• **Exercise brief**
Copy the lines below word for word, without the pictures.

• **Material shown**
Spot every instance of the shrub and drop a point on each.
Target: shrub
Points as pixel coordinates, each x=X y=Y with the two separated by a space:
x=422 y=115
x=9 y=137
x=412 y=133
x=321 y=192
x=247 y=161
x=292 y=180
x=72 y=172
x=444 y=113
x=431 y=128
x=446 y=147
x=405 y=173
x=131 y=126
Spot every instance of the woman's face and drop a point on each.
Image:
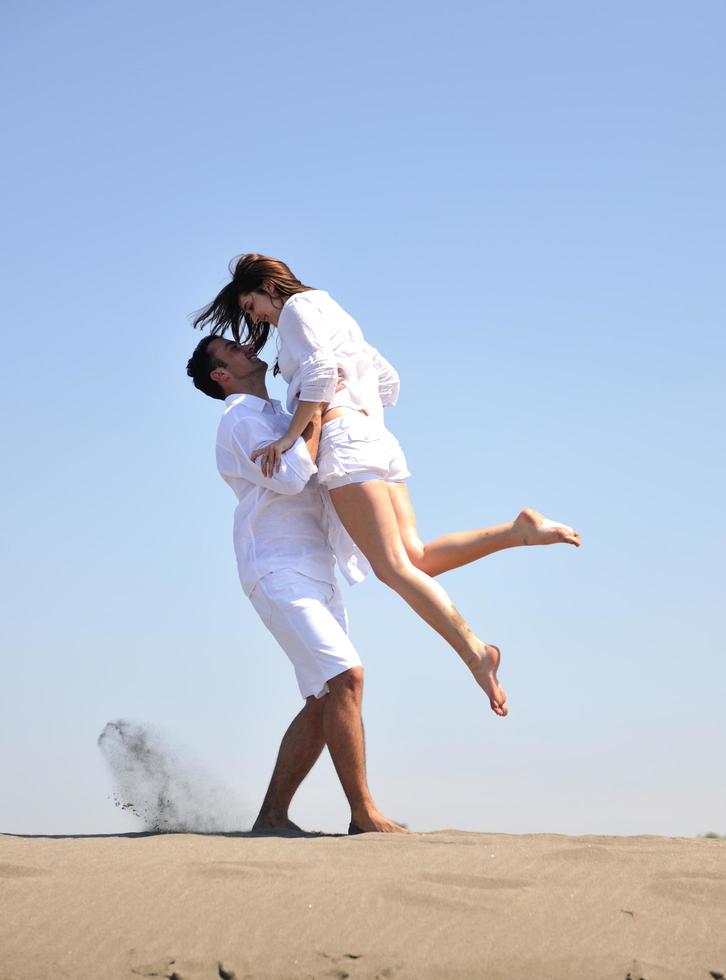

• **Written answer**
Spot every instance of the shrub and drop a point on each.
Target: shrub
Points as pixel coordinates, each x=X y=Y with the two separated by a space:
x=422 y=115
x=9 y=137
x=412 y=133
x=321 y=192
x=247 y=161
x=292 y=180
x=72 y=172
x=444 y=113
x=431 y=128
x=446 y=147
x=405 y=173
x=131 y=126
Spot every instance of the woman's face and drop a point on each.
Image:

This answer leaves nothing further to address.